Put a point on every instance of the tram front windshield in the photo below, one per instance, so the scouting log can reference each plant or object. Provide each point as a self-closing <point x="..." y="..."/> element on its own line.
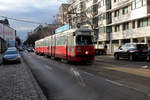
<point x="84" y="40"/>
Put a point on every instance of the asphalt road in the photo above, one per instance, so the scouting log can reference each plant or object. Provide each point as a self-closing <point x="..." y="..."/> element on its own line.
<point x="61" y="81"/>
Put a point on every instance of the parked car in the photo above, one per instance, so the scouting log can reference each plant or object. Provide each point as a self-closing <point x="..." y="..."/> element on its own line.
<point x="12" y="48"/>
<point x="11" y="56"/>
<point x="30" y="49"/>
<point x="132" y="51"/>
<point x="20" y="49"/>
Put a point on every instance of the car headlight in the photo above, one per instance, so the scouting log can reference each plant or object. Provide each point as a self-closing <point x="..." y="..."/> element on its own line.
<point x="86" y="52"/>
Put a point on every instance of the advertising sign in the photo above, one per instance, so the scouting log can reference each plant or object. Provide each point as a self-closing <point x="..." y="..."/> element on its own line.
<point x="9" y="36"/>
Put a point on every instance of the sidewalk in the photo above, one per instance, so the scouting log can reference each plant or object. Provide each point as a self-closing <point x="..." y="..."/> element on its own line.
<point x="18" y="83"/>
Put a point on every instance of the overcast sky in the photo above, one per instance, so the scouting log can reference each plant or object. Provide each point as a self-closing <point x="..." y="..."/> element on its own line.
<point x="34" y="10"/>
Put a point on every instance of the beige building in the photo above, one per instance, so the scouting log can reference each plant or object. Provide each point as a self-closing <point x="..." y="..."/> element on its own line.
<point x="115" y="22"/>
<point x="63" y="14"/>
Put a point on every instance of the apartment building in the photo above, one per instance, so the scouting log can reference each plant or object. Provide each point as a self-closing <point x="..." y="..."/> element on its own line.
<point x="115" y="22"/>
<point x="63" y="14"/>
<point x="130" y="22"/>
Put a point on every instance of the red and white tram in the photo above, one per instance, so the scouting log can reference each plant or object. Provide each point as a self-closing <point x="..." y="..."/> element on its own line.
<point x="72" y="45"/>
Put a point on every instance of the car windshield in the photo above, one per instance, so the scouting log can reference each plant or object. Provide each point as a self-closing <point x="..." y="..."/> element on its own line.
<point x="142" y="46"/>
<point x="84" y="40"/>
<point x="9" y="52"/>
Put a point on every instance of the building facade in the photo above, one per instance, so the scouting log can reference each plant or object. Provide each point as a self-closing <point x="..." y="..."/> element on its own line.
<point x="7" y="37"/>
<point x="63" y="14"/>
<point x="115" y="22"/>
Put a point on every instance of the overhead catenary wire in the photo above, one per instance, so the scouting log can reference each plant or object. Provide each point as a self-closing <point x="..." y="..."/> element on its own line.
<point x="22" y="20"/>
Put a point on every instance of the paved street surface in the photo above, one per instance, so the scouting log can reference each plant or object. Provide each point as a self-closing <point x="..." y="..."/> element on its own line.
<point x="106" y="79"/>
<point x="17" y="83"/>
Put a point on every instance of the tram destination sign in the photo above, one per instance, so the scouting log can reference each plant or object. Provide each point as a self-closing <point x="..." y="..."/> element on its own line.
<point x="62" y="29"/>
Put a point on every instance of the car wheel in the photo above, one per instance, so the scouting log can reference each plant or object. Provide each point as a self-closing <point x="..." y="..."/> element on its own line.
<point x="116" y="57"/>
<point x="131" y="57"/>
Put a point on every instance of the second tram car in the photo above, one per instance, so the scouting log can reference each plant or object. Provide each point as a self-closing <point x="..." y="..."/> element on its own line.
<point x="72" y="45"/>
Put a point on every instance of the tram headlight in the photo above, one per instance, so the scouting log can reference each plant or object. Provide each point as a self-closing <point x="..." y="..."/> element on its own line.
<point x="78" y="49"/>
<point x="86" y="52"/>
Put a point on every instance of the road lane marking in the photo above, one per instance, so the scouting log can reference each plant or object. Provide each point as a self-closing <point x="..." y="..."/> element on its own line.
<point x="123" y="85"/>
<point x="89" y="73"/>
<point x="114" y="82"/>
<point x="48" y="67"/>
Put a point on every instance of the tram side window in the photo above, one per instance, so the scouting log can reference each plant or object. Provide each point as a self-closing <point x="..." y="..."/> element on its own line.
<point x="84" y="40"/>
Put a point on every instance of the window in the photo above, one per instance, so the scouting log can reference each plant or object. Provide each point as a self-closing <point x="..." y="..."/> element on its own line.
<point x="117" y="28"/>
<point x="133" y="24"/>
<point x="138" y="3"/>
<point x="102" y="17"/>
<point x="116" y="14"/>
<point x="148" y="23"/>
<point x="125" y="10"/>
<point x="140" y="23"/>
<point x="125" y="26"/>
<point x="102" y="30"/>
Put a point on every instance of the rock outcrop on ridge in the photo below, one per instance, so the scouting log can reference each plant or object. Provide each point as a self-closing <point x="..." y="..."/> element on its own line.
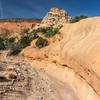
<point x="55" y="18"/>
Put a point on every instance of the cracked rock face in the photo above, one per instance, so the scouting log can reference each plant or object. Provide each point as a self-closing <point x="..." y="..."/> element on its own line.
<point x="18" y="81"/>
<point x="55" y="18"/>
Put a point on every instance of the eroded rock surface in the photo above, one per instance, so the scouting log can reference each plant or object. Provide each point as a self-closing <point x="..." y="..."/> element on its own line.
<point x="55" y="18"/>
<point x="78" y="50"/>
<point x="19" y="81"/>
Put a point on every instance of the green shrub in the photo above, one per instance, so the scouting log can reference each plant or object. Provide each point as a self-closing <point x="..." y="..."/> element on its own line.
<point x="78" y="18"/>
<point x="15" y="49"/>
<point x="52" y="32"/>
<point x="26" y="30"/>
<point x="2" y="45"/>
<point x="40" y="43"/>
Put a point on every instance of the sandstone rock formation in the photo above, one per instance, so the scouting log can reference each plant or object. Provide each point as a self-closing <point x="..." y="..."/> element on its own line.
<point x="74" y="58"/>
<point x="55" y="18"/>
<point x="19" y="81"/>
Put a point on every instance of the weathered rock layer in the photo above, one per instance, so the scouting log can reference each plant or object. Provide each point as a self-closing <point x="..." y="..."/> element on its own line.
<point x="78" y="50"/>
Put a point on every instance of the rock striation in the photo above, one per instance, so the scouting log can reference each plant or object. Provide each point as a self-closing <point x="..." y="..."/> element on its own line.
<point x="55" y="18"/>
<point x="77" y="52"/>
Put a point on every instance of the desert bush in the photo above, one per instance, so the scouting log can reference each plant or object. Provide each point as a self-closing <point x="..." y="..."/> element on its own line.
<point x="78" y="18"/>
<point x="2" y="45"/>
<point x="52" y="32"/>
<point x="40" y="43"/>
<point x="26" y="30"/>
<point x="17" y="47"/>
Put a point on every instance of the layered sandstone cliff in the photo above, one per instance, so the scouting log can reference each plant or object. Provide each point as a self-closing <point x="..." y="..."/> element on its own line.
<point x="55" y="18"/>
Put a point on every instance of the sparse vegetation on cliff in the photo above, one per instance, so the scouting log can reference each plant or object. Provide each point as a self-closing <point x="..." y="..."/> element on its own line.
<point x="27" y="37"/>
<point x="40" y="43"/>
<point x="78" y="18"/>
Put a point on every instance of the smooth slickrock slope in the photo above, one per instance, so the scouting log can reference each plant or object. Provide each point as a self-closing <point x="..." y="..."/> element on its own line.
<point x="77" y="52"/>
<point x="80" y="50"/>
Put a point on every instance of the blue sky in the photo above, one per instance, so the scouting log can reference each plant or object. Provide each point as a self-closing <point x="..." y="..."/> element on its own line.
<point x="39" y="8"/>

Work instructions
Word for word, quote the lines above. Omit the pictures.

Output
Put a point on every instance of the tram front windshield in the photo below, one per instance, so the scouting log can reference each plant or object. Provide each point as a self-closing <point x="..." y="..."/> element on its own line.
<point x="84" y="40"/>
Put a point on every instance of the asphalt road in the photo above, one per instance, so the scouting log can reference each plant or object. Provide each point as a self-closing <point x="..." y="..."/> element on its own line.
<point x="61" y="81"/>
Put a point on every instance of the parked car in the photo above, one per instance, so the scouting log can reference each plant or object. Provide each point as a self-closing <point x="..." y="..."/> element on its own line.
<point x="12" y="48"/>
<point x="11" y="56"/>
<point x="30" y="49"/>
<point x="132" y="51"/>
<point x="20" y="49"/>
Put a point on every instance of the car headlight in the photo above, one per instance, so the scouting log can reference each plant or object. Provide each point as a self-closing <point x="..." y="..."/> element on its own line.
<point x="86" y="52"/>
Put a point on every instance of the advertising sign in the photo above, one per instance, so the scouting log can reference each plant or object. Provide each point as a self-closing <point x="..." y="..."/> element on its own line.
<point x="9" y="36"/>
Put a point on every instance of the sidewalk in the photo above, one per instance, so the scouting log can reference each plant or object. Provide each point as a self-closing <point x="..." y="..."/> element on its own line.
<point x="18" y="83"/>
Put a point on every instance of the overcast sky in the photo above, one per instance, so the scouting log can reference each plant or object. Provide each point as a self-closing <point x="..." y="..."/> element on its own line.
<point x="34" y="10"/>
Put a point on every instance of the beige building in the photo above, one per instance, so the scouting log can reference each plant or object. Provide each point as a self-closing <point x="..." y="..."/> element on its own line.
<point x="115" y="22"/>
<point x="63" y="14"/>
Put a point on every instance of the apartment building in the photo above, one per instance, so the scouting log can reference each plant or object. Provide each point as a self-closing <point x="..." y="..."/> element on its own line.
<point x="115" y="22"/>
<point x="63" y="14"/>
<point x="130" y="22"/>
Put a point on every instance of the red and white tram in the photo above, one per instance, so the scouting log can reference each plant or object. Provide each point as a self-closing <point x="..." y="..."/> element on its own line.
<point x="72" y="45"/>
Put a point on every instance of the car windshield in the photo above, one per instance, so the scouting log can reference each plant or object. Provide each point as a self-closing <point x="..." y="..."/> element on its own line.
<point x="142" y="46"/>
<point x="84" y="40"/>
<point x="9" y="52"/>
Put a point on every instance of the building facade in the photo above, one per instance, so the scouting log can reference each plant or object. Provide each point as a self-closing <point x="..." y="..."/> element on its own line.
<point x="7" y="37"/>
<point x="63" y="14"/>
<point x="115" y="22"/>
Put a point on every instance of the overhead catenary wire in the photo above, one per instance, so the scouting log can reference each plant or object. Provide each point as a self-closing <point x="..." y="..."/> element on its own line.
<point x="22" y="20"/>
Put a point on every instance of the paved street surface in the photo above, one per instance, so the scouting log can reference each plant or object. Provide each point as a self-closing <point x="..." y="..."/> element on its own line.
<point x="106" y="79"/>
<point x="17" y="83"/>
Put a point on every instance of the tram destination sign in the photo above, one per instance, so the scouting log can reference each plant or object. Provide each point as a self-closing <point x="..." y="..."/> element on its own line.
<point x="62" y="29"/>
Put a point on every instance of the car wheel in the photo above, one per instance, so the scouting log can reference each plant or object. Provide each point as a self-closing <point x="..." y="..."/> element on its own line.
<point x="116" y="57"/>
<point x="131" y="57"/>
Put a point on every instance of the second tram car in the photo above, one per instance, so the scouting log can reference each plant or object. Provide each point as a self-closing <point x="..." y="..."/> element on its own line.
<point x="72" y="45"/>
Put a point on every instance of the tram headlight in the photo above, one per instance, so the scouting log can reference each plant or object. Provide each point as a self-closing <point x="..." y="..."/> element on its own line.
<point x="78" y="49"/>
<point x="86" y="52"/>
Put a point on every instance of the road lane marking in the photo above, one per instance, so the scouting log can reference each plant or object. Provide each point as a self-closing <point x="..." y="..."/> element on its own line.
<point x="123" y="85"/>
<point x="89" y="73"/>
<point x="114" y="82"/>
<point x="48" y="67"/>
Put a point on every instance of the tram side window in the photo above, one per instance, so the scouting log can reference each plant or object. Provide each point as a self-closing <point x="..." y="..."/> element on its own line.
<point x="84" y="40"/>
Put a point on every instance of the window in the photo above, one per instance, so the scouting log can reference each plant or object. Provide each point as a self-closing <point x="..." y="..."/> element on its own line.
<point x="117" y="28"/>
<point x="133" y="24"/>
<point x="138" y="3"/>
<point x="102" y="17"/>
<point x="116" y="14"/>
<point x="148" y="23"/>
<point x="125" y="10"/>
<point x="140" y="23"/>
<point x="125" y="26"/>
<point x="102" y="30"/>
Put a point on every instance of the rock outcrop on ridge in the photo below, one per instance, so the scouting log can reference each plant or object. Provide each point as a self-closing <point x="..." y="..."/> element on its own line.
<point x="55" y="18"/>
Put a point on every instance of the cracked rock face in the photo above, one per instance, so the scouting log can reference each plant or object. Provide each point as a self-closing <point x="..." y="..."/> element on its own line.
<point x="18" y="81"/>
<point x="55" y="18"/>
Put a point on every instance of the eroded rock surface in the photo above, one per instance, so the scouting log can reference each plant or object. Provide each point as a self-closing <point x="..." y="..."/> element on its own line.
<point x="55" y="18"/>
<point x="78" y="50"/>
<point x="19" y="81"/>
Put a point on every instance of the green shrub in the photo above, one per instance, so the scouting log can reference each plant or object. Provide each point as a self-closing <point x="..." y="..."/> element on its own line.
<point x="78" y="18"/>
<point x="15" y="49"/>
<point x="52" y="32"/>
<point x="26" y="30"/>
<point x="2" y="45"/>
<point x="40" y="43"/>
Put a point on every instance of the sandstone rock formation in the photo above, one per instance, so the scouting log can reference each plant or object. Provide each point as a self-closing <point x="..." y="..."/> element on its own line.
<point x="74" y="58"/>
<point x="55" y="18"/>
<point x="19" y="81"/>
Put a point on every instance of the weathered rock layer in the photo above, one per instance, so the scouting log can reference each plant or object. Provide each point as a self-closing <point x="..." y="..."/> element on its own line.
<point x="78" y="50"/>
Put a point on every instance of the rock striation in the photo above, one per instance, so the scouting log can reference each plant or object. Provide each point as a self-closing <point x="..." y="..."/> element on its own line.
<point x="55" y="18"/>
<point x="77" y="52"/>
Put a point on every instance of the desert bush in the photo above, one per instance, so the scouting log can reference each plant or object. Provide each point as a self-closing <point x="..." y="..."/> element on its own line.
<point x="78" y="18"/>
<point x="2" y="45"/>
<point x="52" y="32"/>
<point x="40" y="43"/>
<point x="26" y="30"/>
<point x="17" y="47"/>
Put a point on every instance of the layered sandstone cliff in the photo above, one per instance, so the scouting log can reference each plant or object. Provide each point as a self-closing <point x="..." y="..."/> element on its own line.
<point x="55" y="18"/>
Put a point on every instance of the sparse vegetation on cliff in the photo above, one per instance, so the scouting log can reference each plant or object. Provide each point as a self-closing <point x="..." y="..."/> element on its own line.
<point x="27" y="37"/>
<point x="40" y="43"/>
<point x="78" y="18"/>
Put a point on every instance of the smooth slickrock slope in the photo above, one per instance, so the scouting log can reference each plant or object. Provide each point as a self-closing <point x="..." y="..."/> element on its own line.
<point x="77" y="52"/>
<point x="80" y="50"/>
Put a point on every instance of the blue sky in the photo above, one per instance, so the scouting log can reference each plant or object. Provide each point as a self-closing <point x="..." y="..."/> element on its own line.
<point x="39" y="8"/>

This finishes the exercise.